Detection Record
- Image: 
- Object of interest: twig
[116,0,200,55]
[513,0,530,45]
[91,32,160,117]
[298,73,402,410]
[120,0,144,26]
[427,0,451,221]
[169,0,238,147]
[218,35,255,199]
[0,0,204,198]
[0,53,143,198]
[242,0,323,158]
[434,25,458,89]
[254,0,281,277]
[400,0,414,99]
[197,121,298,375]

◆ ◆ ◆

Task instructions:
Edit the listing above so that "twig" becomes "branch", and reproduce every other line unchanged.

Solution:
Detection Record
- Image: 
- Object of interest: branch
[116,0,200,55]
[513,0,530,45]
[91,32,160,117]
[298,73,402,410]
[120,0,144,26]
[427,0,451,221]
[169,0,238,147]
[218,35,255,199]
[0,0,204,198]
[0,53,143,198]
[242,0,323,158]
[434,25,458,89]
[254,0,281,277]
[400,0,414,99]
[197,121,298,375]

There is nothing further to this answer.